Lester Bowie Brass Fantasy
The Odyssey of Funk & Popular Music
The Distance Between Us
Delightfully audacious in both concept and execution, the new albums by revered jazz avant-gardists Lester Bowie and William Hooker are just the kind of screwball longplayers that are anathema for tight-assed traditionalists such as Wynton Marsalis. And if that's not reason enough to overlook some of the flaws in each set (and it is), the discs are at least challenging and fun, full of unexpected twists and unchartered left turns, things you never hear in the stuffy work of contemporary mainstream bopsters.
On The Odyssey of Funk & Popular Music, Bowie (an alumnus of the Art Ensemble of Chicago) turns his trumpet toward songs you're unlikely to find on any album in the jazz racks (unless someone else out there has covered the Spice Girls' "Two Become One"). Marilyn Manson's "Beautiful People" becomes a raging, New Orleans-style stomp, with the nine-piece brass ensemble screeching atop thunderous percussion, and the whole band screaming in cacophonous glee. On "Don't Cry for Me, Argentina" Bowie redeems the inherent goo and sap of Andrew Lloyd Webber's unctuous weeper by fiddling around with the melody, sometimes taking it slow and sweet, other times sending out a cluster of notes before jump-starting this Broadway bomb with a vaguely Latin groove that's both unexpected and perfectly irreverent.

■ **WHAT TO PRODUCE**:
Transcribe the jazz album review above in full, word for word.

Pointing and labeling entries:
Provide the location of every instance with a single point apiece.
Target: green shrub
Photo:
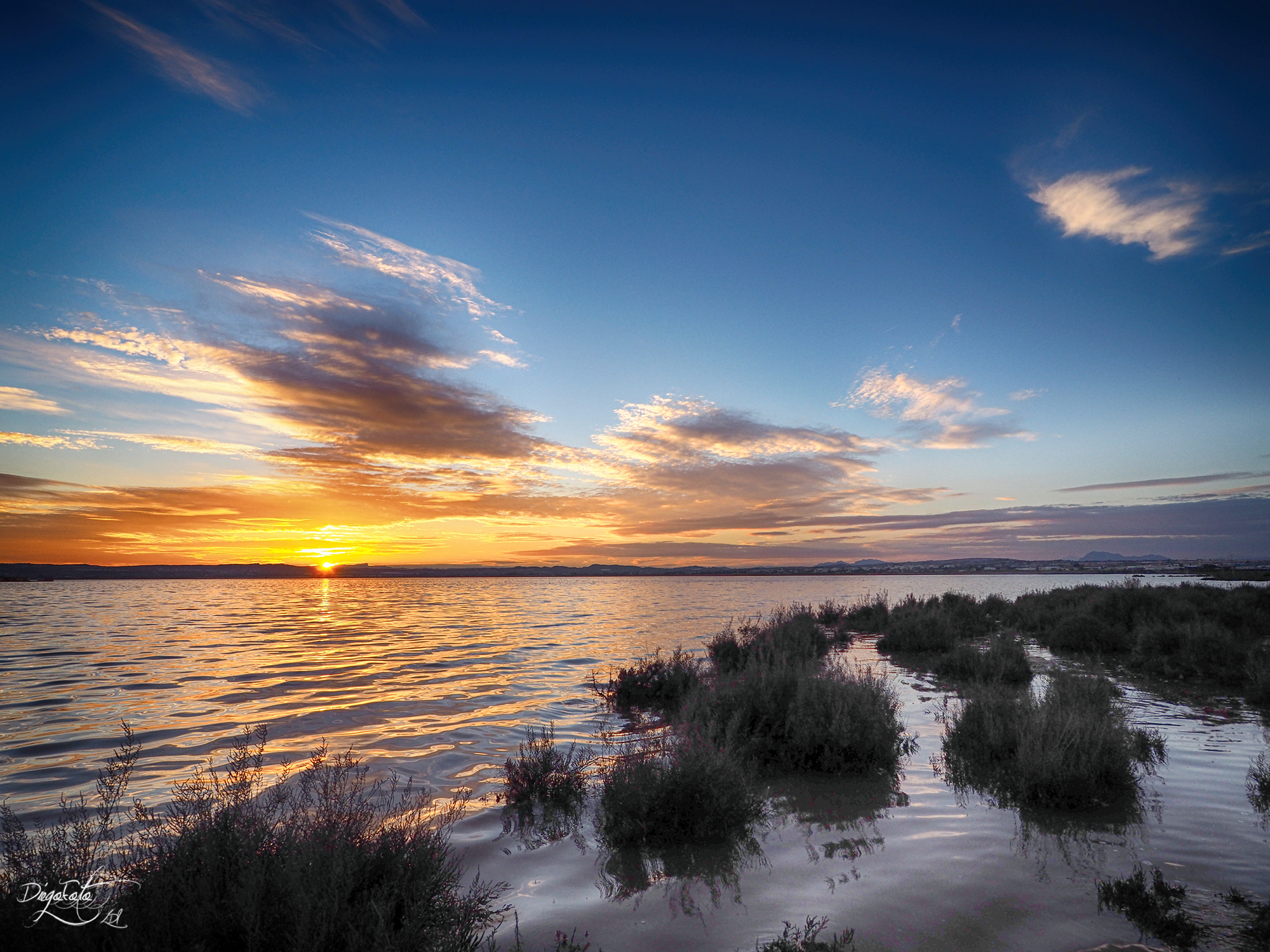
(542, 771)
(671, 790)
(792, 718)
(1004, 659)
(656, 684)
(319, 860)
(867, 615)
(787, 637)
(1071, 750)
(1156, 911)
(796, 940)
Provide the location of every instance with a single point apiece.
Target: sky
(404, 282)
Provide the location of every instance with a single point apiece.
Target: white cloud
(20, 399)
(940, 416)
(1092, 204)
(200, 74)
(443, 279)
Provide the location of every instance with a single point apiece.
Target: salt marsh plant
(672, 790)
(655, 684)
(322, 859)
(806, 939)
(1003, 659)
(799, 718)
(1156, 909)
(1070, 750)
(1259, 784)
(787, 637)
(545, 772)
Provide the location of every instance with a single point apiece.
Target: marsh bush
(547, 772)
(793, 718)
(1156, 909)
(1004, 659)
(655, 684)
(675, 790)
(1071, 750)
(787, 637)
(318, 860)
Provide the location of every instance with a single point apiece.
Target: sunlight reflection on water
(439, 678)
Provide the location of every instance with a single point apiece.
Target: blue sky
(398, 282)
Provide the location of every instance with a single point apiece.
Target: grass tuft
(1070, 750)
(1259, 784)
(547, 774)
(655, 684)
(805, 940)
(1155, 909)
(318, 860)
(671, 790)
(1004, 661)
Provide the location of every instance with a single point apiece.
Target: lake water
(438, 678)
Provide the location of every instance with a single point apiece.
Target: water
(438, 678)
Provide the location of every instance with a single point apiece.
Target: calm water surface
(439, 678)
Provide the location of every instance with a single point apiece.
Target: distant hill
(1117, 558)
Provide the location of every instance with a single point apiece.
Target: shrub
(788, 718)
(867, 615)
(547, 774)
(1259, 784)
(653, 684)
(787, 637)
(1071, 750)
(321, 860)
(1156, 911)
(1004, 661)
(796, 940)
(671, 791)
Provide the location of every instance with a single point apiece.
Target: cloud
(20, 399)
(1166, 482)
(441, 279)
(1092, 204)
(176, 445)
(31, 440)
(937, 416)
(199, 74)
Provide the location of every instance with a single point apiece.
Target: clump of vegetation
(1259, 784)
(656, 684)
(787, 637)
(671, 790)
(791, 718)
(1070, 750)
(1178, 631)
(1155, 909)
(318, 860)
(805, 940)
(547, 774)
(935, 624)
(868, 615)
(1004, 661)
(1257, 931)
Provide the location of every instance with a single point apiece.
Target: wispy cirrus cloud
(180, 65)
(21, 399)
(444, 280)
(1166, 482)
(940, 414)
(1100, 206)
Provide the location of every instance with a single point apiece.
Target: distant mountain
(1117, 558)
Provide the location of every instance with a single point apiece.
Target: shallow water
(436, 678)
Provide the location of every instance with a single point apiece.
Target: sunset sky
(406, 282)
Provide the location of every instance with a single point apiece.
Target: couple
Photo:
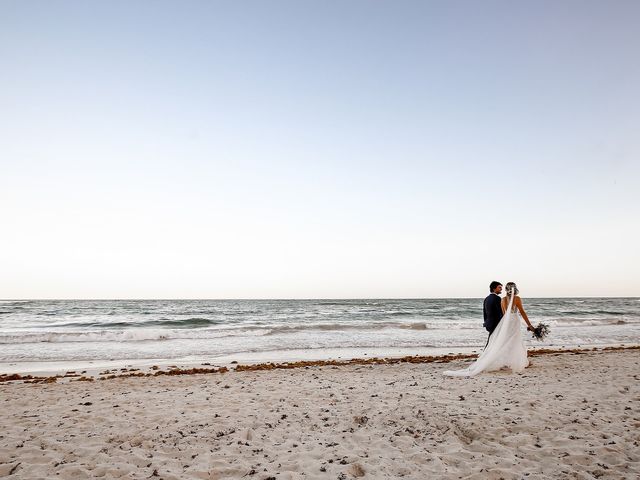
(505, 347)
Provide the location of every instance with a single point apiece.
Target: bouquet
(541, 331)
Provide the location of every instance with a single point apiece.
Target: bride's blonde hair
(511, 288)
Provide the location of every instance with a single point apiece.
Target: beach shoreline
(94, 368)
(568, 415)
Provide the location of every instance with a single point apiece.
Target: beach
(571, 414)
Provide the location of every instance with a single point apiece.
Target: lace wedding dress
(506, 348)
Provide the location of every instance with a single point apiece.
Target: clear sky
(315, 149)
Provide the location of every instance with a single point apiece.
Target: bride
(506, 347)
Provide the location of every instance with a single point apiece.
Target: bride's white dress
(506, 348)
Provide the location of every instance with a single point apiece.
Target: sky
(319, 149)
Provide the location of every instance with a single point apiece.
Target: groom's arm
(497, 308)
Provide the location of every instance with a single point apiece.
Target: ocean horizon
(65, 330)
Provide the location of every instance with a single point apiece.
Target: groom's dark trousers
(492, 312)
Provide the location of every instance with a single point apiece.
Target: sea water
(65, 330)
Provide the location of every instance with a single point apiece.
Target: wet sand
(569, 415)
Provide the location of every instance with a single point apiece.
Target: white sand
(567, 416)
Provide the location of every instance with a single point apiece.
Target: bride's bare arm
(518, 302)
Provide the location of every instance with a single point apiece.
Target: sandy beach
(569, 415)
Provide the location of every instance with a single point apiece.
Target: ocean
(73, 330)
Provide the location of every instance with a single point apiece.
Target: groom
(491, 308)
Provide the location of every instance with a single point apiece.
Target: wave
(161, 322)
(160, 334)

■ **FULL RESPONSE**:
Lester Bowie Brass Fantasy
The Odyssey of Funk & Popular Music
The Distance Between Us
Delightfully audacious in both concept and execution, the new albums by revered jazz avant-gardists Lester Bowie and William Hooker are just the kind of screwball longplayers that are anathema for tight-assed traditionalists such as Wynton Marsalis. And if that's not reason enough to overlook some of the flaws in each set (and it is), the discs are at least challenging and fun, full of unexpected twists and unchartered left turns, things you never hear in the stuffy work of contemporary mainstream bopsters.
On The Odyssey of Funk & Popular Music, Bowie (an alumnus of the Art Ensemble of Chicago) turns his trumpet toward songs you're unlikely to find on any album in the jazz racks (unless someone else out there has covered the Spice Girls' "Two Become One"). Marilyn Manson's "Beautiful People" becomes a raging, New Orleans-style stomp, with the nine-piece brass ensemble screeching atop thunderous percussion, and the whole band screaming in cacophonous glee. On "Don't Cry for Me, Argentina" Bowie redeems the inherent goo and sap of Andrew Lloyd Webber's unctuous weeper by fiddling around with the melody, sometimes taking it slow and sweet, other times sending out a cluster of notes before jump-starting this Broadway bomb with a vaguely Latin groove that's both unexpected and perfectly irreverent.